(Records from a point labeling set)

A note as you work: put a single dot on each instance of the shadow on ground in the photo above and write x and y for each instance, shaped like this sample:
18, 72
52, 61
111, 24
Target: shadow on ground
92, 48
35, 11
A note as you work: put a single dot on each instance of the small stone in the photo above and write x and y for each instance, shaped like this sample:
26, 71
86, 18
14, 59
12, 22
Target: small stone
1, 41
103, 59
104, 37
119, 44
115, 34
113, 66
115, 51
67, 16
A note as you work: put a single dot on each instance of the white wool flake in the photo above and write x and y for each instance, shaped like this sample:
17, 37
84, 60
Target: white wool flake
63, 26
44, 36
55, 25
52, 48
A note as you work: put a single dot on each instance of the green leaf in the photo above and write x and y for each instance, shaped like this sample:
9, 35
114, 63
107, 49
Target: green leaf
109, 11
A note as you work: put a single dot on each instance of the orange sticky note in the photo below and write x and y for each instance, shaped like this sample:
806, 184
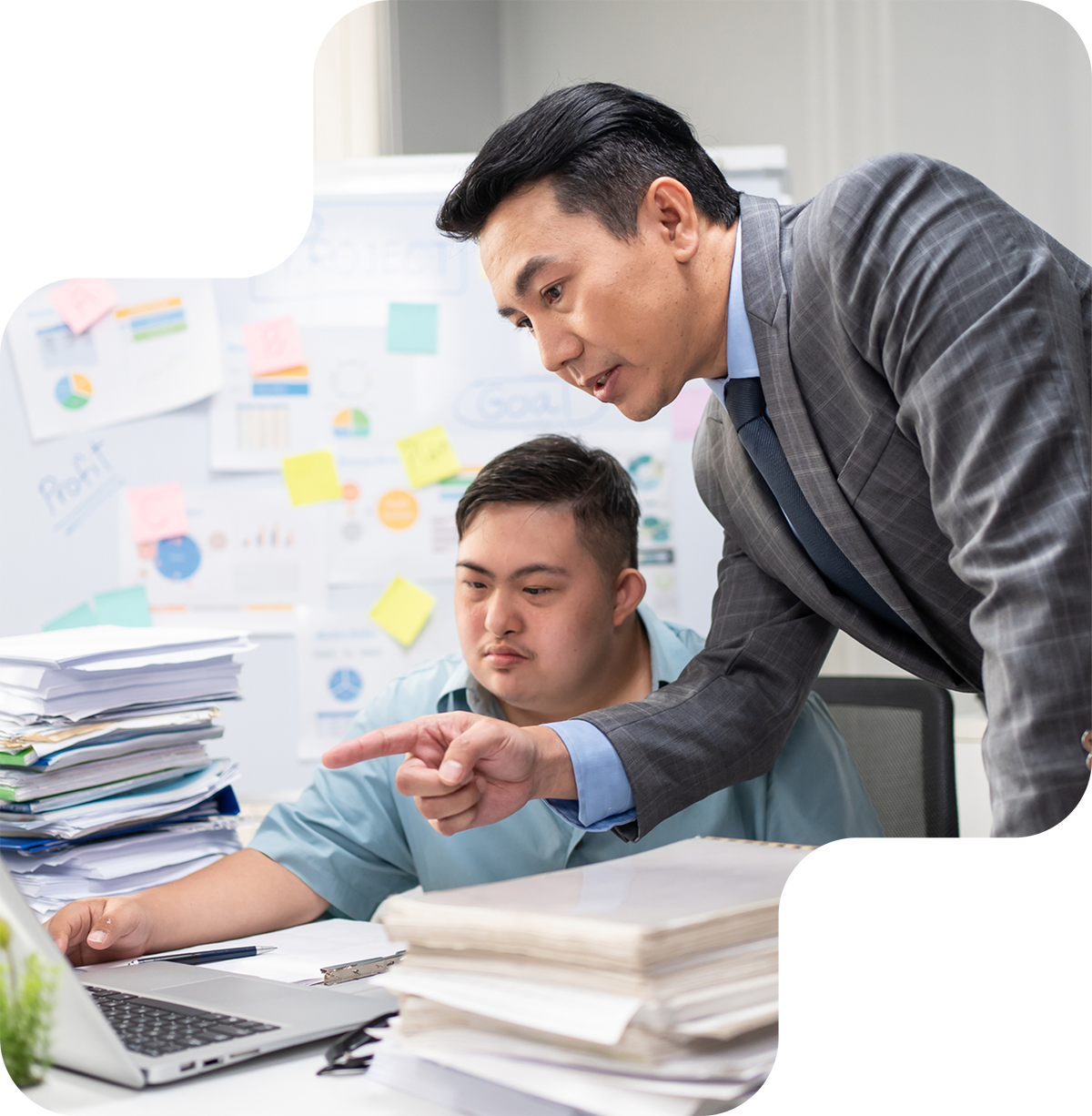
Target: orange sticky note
83, 301
157, 512
311, 478
272, 345
429, 457
403, 611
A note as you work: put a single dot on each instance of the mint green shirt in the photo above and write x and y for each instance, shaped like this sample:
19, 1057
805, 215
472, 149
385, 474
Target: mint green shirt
354, 839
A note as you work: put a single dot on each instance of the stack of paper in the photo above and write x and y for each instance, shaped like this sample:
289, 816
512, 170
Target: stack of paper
693, 970
106, 786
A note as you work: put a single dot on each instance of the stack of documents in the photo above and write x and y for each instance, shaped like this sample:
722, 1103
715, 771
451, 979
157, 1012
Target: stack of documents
688, 973
106, 786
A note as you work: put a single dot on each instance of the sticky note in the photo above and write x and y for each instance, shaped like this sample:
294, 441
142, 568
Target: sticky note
687, 410
413, 327
83, 301
311, 478
157, 512
80, 616
429, 457
272, 345
126, 607
403, 611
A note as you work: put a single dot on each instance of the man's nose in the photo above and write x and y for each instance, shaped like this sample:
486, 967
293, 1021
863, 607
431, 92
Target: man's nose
557, 347
502, 616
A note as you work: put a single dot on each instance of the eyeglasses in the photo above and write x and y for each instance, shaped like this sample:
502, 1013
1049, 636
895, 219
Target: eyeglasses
339, 1060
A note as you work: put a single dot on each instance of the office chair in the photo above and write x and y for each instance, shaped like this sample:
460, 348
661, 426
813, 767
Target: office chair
900, 734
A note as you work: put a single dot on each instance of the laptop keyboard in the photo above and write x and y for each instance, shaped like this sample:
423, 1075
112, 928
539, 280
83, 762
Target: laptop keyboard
154, 1028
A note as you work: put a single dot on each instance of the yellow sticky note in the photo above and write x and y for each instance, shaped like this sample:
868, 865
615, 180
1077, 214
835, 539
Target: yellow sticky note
403, 611
311, 477
429, 457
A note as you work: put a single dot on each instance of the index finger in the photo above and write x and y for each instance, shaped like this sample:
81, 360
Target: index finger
426, 737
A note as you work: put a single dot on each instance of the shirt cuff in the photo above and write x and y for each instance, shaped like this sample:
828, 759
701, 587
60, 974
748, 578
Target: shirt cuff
603, 796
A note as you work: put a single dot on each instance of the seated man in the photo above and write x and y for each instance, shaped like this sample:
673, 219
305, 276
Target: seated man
550, 623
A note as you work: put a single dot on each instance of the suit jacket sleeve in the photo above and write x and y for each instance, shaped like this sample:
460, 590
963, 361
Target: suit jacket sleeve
727, 715
982, 326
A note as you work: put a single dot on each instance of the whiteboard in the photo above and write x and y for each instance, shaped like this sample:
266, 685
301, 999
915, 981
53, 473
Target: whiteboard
370, 243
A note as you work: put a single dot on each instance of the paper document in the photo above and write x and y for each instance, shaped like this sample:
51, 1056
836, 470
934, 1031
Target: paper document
157, 350
302, 951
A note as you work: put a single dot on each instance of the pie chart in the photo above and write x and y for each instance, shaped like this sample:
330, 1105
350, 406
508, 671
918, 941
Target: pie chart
345, 683
177, 559
73, 391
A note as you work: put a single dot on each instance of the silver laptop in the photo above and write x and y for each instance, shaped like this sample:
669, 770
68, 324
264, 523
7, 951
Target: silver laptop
161, 1021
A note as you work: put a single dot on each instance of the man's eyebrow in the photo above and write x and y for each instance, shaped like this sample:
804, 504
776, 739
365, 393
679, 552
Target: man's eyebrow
523, 279
540, 567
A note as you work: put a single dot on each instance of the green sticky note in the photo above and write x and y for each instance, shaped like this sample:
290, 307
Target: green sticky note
127, 607
80, 616
311, 478
428, 457
403, 611
413, 327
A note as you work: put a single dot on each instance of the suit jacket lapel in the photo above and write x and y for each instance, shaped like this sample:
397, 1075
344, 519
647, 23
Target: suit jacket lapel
767, 314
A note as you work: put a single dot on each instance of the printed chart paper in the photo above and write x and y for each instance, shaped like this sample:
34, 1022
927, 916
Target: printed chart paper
248, 562
157, 350
346, 660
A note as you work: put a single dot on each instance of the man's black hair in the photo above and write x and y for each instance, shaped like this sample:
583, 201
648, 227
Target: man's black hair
602, 145
559, 470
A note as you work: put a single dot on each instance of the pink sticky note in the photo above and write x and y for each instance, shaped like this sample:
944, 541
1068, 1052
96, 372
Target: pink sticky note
686, 411
83, 301
272, 345
157, 512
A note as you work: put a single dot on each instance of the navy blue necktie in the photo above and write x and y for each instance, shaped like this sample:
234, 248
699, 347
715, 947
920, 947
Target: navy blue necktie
746, 408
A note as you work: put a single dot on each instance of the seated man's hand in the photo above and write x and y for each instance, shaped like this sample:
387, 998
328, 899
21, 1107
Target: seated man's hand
107, 928
465, 770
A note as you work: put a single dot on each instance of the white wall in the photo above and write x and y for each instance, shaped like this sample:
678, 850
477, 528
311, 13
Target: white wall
1002, 88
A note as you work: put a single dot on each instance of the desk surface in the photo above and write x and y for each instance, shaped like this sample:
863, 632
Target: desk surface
286, 1084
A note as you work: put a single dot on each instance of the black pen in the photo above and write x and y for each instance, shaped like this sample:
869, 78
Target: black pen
210, 957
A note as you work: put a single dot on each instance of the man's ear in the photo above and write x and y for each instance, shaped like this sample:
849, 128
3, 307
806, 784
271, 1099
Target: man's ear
670, 215
629, 592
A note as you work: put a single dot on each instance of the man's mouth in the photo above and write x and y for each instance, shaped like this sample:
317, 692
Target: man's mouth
503, 656
604, 386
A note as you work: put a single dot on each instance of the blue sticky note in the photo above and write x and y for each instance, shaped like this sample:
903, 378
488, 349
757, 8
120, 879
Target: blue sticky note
127, 607
80, 616
413, 327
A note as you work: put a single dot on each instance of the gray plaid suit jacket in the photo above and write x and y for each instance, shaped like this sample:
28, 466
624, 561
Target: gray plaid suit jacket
925, 353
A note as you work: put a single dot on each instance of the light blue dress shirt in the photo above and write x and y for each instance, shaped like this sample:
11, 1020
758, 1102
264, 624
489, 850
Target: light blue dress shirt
603, 795
354, 839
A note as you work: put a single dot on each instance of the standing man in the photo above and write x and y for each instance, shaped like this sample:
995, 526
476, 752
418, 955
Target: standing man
898, 443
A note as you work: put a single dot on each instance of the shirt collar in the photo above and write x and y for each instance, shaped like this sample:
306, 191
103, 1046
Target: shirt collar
667, 652
742, 360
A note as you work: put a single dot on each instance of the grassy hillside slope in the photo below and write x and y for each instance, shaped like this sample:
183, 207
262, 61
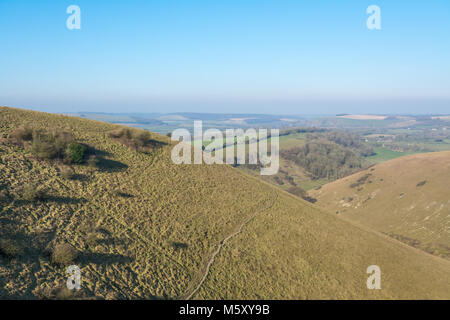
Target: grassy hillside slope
146, 228
407, 198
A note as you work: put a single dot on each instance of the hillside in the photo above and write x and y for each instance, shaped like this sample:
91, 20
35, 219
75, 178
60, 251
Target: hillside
406, 198
145, 228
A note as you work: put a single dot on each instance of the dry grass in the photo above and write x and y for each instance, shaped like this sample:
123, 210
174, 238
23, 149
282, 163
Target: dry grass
155, 242
406, 198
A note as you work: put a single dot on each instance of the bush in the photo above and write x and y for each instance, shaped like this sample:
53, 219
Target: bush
93, 161
4, 196
10, 248
64, 254
43, 149
33, 192
67, 173
22, 134
75, 153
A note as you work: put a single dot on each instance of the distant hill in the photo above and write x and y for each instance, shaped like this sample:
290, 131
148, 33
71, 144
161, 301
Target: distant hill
140, 227
407, 198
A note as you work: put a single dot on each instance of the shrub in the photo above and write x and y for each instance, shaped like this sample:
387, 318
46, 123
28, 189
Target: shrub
92, 239
43, 149
4, 195
64, 254
75, 153
68, 173
33, 192
93, 161
10, 248
21, 134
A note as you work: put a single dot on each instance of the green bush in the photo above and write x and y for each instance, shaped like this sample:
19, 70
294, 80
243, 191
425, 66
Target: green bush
10, 248
33, 192
93, 161
75, 153
21, 134
43, 149
67, 173
64, 254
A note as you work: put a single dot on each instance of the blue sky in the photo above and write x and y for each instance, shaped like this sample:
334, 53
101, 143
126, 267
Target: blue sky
246, 56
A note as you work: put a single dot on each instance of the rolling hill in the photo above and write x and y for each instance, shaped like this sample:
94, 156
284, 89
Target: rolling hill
141, 227
407, 198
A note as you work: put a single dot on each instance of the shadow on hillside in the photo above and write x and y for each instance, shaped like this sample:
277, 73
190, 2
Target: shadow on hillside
107, 165
80, 177
105, 258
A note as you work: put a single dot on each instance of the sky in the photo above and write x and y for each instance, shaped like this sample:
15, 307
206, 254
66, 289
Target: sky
226, 56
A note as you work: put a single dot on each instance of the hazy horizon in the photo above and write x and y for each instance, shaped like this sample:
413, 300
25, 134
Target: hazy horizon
266, 57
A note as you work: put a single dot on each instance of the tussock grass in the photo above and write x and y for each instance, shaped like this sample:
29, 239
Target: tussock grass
157, 243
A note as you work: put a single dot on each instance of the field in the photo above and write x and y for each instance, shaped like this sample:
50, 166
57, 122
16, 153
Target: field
406, 198
145, 228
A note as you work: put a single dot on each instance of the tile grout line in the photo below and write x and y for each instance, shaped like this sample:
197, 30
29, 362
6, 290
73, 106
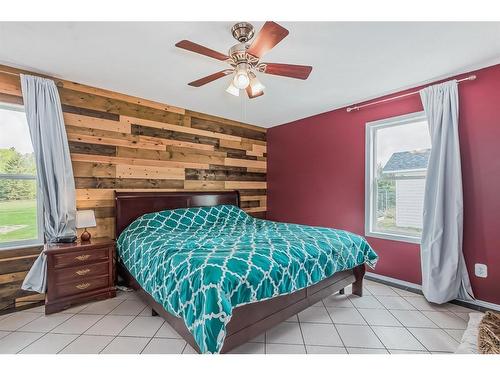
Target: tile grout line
152, 337
43, 333
438, 326
375, 333
115, 336
404, 326
301, 333
334, 326
81, 313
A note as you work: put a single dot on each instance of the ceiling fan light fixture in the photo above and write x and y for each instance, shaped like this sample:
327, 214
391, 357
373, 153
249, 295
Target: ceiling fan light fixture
233, 90
241, 79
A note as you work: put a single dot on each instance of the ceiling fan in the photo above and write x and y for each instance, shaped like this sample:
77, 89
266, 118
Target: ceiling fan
244, 59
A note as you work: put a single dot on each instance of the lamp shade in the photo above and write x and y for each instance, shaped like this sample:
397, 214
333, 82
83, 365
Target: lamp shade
85, 219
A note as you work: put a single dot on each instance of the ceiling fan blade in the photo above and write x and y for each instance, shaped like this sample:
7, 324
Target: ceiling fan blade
210, 78
250, 95
288, 70
193, 47
270, 35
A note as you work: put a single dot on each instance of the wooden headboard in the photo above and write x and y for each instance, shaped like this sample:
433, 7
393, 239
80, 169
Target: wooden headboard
129, 206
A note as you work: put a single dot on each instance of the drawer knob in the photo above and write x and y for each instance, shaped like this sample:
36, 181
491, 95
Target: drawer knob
83, 272
83, 257
83, 286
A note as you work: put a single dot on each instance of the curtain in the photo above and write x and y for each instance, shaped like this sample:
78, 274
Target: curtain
54, 171
444, 273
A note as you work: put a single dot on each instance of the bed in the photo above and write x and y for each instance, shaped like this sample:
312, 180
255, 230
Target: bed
220, 277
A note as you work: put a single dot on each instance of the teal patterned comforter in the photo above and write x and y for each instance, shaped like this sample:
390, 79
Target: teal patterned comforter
201, 263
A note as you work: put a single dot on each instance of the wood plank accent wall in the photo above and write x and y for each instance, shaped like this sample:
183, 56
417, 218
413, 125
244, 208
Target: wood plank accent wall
123, 143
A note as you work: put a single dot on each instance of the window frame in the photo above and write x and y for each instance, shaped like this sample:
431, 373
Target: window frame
39, 241
370, 180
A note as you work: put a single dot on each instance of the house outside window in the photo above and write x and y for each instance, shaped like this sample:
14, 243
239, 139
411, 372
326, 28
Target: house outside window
397, 155
20, 205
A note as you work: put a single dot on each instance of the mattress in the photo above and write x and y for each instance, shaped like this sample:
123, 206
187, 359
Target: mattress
202, 263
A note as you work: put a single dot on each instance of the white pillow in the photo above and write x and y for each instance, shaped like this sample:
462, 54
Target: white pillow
468, 344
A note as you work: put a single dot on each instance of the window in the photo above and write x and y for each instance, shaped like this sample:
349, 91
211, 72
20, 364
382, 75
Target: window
20, 209
397, 154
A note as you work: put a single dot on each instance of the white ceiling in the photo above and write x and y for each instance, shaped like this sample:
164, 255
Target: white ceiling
351, 61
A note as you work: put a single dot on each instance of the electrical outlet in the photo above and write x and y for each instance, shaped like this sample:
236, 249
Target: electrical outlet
481, 270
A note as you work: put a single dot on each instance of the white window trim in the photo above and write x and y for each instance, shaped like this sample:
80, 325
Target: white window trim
371, 129
39, 241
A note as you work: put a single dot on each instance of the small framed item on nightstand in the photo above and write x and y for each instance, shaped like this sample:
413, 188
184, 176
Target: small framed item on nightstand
79, 272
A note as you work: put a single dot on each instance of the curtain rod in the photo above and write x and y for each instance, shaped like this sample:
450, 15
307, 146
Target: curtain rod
358, 107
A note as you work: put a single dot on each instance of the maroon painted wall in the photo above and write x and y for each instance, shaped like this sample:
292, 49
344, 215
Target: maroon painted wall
316, 176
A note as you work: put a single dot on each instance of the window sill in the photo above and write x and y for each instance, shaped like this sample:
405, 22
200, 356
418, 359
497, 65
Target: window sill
394, 237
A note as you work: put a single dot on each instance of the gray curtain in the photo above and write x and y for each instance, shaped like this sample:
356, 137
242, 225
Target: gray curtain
54, 171
444, 273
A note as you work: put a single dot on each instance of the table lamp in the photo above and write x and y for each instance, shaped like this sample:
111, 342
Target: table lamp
85, 219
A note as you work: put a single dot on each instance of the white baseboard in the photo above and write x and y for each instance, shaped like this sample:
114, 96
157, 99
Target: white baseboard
406, 284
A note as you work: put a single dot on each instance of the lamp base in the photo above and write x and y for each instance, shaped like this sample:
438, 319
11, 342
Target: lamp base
85, 236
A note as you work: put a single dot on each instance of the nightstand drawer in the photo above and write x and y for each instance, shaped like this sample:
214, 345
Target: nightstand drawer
80, 258
92, 270
80, 286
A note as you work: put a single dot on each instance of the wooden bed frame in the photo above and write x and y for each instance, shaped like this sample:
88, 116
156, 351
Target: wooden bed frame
248, 321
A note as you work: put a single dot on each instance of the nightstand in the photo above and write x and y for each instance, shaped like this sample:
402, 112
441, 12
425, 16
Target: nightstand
79, 272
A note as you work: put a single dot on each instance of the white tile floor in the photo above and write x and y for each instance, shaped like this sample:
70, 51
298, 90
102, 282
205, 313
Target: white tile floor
384, 320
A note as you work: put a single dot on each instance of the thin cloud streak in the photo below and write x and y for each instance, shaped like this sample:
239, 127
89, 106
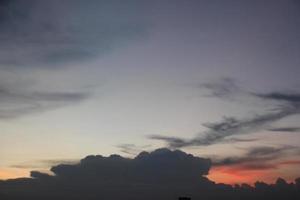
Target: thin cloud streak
230, 126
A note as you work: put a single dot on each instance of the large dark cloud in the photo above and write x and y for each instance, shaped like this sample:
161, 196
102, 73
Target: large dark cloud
34, 32
161, 165
162, 174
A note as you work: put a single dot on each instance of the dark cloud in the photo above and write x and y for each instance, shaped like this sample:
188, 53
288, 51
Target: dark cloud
258, 158
288, 104
38, 164
160, 165
278, 96
15, 102
51, 32
161, 174
132, 149
229, 126
285, 129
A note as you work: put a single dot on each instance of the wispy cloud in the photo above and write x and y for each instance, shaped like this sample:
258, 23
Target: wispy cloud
285, 129
15, 103
288, 104
52, 32
132, 149
260, 158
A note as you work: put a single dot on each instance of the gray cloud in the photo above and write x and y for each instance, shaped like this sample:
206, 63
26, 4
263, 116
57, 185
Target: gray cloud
289, 104
229, 126
279, 96
262, 157
35, 32
222, 88
15, 102
38, 164
132, 149
285, 129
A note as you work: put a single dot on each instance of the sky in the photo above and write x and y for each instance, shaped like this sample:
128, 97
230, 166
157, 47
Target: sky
217, 79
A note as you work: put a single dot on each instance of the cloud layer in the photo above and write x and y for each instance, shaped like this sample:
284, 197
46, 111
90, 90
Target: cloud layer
161, 174
285, 105
35, 32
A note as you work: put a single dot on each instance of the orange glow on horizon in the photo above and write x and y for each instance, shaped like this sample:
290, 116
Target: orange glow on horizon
237, 174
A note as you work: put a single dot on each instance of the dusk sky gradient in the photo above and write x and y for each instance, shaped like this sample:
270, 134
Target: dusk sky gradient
217, 79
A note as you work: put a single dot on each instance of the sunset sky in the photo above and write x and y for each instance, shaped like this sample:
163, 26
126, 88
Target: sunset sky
217, 79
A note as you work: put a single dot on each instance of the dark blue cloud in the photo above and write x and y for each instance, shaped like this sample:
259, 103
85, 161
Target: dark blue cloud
52, 32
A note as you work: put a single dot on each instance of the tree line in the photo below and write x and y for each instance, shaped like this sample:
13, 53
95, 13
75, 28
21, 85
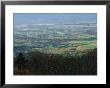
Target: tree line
39, 63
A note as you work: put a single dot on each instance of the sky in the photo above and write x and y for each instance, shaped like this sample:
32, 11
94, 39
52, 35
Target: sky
33, 18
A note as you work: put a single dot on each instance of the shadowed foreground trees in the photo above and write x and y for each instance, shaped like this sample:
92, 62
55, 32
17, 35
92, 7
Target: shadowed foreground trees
38, 63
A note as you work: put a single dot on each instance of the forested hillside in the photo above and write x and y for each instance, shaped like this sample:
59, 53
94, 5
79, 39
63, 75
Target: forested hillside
39, 63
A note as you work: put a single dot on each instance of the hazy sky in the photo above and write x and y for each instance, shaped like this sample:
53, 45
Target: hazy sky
32, 18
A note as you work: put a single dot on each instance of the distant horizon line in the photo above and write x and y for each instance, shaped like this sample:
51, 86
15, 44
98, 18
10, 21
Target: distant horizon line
49, 23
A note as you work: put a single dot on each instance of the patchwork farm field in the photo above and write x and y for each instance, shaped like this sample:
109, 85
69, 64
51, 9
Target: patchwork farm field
55, 38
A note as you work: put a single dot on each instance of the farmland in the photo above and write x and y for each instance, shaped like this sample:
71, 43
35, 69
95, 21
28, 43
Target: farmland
55, 38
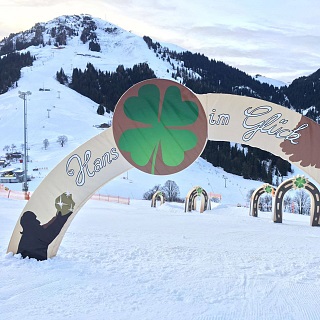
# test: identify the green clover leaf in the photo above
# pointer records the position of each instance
(300, 182)
(159, 125)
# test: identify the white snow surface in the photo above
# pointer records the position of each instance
(270, 81)
(136, 262)
(123, 262)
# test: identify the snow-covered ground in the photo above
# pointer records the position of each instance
(137, 262)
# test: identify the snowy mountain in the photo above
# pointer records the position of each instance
(55, 110)
(273, 82)
(124, 262)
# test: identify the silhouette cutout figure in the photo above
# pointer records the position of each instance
(35, 237)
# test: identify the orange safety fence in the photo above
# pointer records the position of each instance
(117, 199)
(5, 192)
(215, 196)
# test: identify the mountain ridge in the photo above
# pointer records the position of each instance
(70, 43)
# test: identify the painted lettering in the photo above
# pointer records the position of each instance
(82, 165)
(268, 126)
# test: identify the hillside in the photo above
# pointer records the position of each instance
(100, 61)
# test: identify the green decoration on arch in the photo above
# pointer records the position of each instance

> _Written instruction_
Write out an exact reproduction of the lines from the line that holds "of the patchwork" to the bottom of the listing above, both ends included. Exclude pictures.

> _The reply_
A note as you work: put a single dot on each instance of the patchwork farm field in the photo above and write x and y for each instance, shaped like this sample:
109, 85
69, 64
51, 9
Target: patchwork farm field
55, 38
A note as you work: put a single dot on each instance of the farmland in the photo above and write x and y for each instance, shaped like this sample:
71, 43
35, 69
95, 21
28, 43
Target: farmland
55, 38
# test: identify the green clover leaf in the photo above
# pointer records the position of each instance
(300, 182)
(159, 125)
# test: identify the white snow surface in the photo above
# pointer records the position of each instance
(270, 81)
(136, 262)
(123, 262)
# test: identify the snow-covered ground in the photo above
# pointer records the position of each instance
(137, 262)
# test: identify the snowy mountain in the photo above
# pointer records the position of each instance
(55, 110)
(273, 82)
(124, 262)
# test: identify the silhouette cutout figure in the photo above
# pointer records the position of each instance
(35, 237)
# test: identify the orange safety fence in the photo above
# pointer records the position of each instance
(117, 199)
(5, 192)
(215, 196)
# test: identify the mountain ridge in the photo above
# pointer records the position of each instance
(70, 43)
# test: identify the painted lettering in the photo above
# pointer records the position of each instance
(82, 165)
(268, 126)
# test: identify the hillside in the photo above
# pointer records the position of each instance
(100, 61)
# test: identify the green decoration on arch in the photo above
# pointer records the position of each instance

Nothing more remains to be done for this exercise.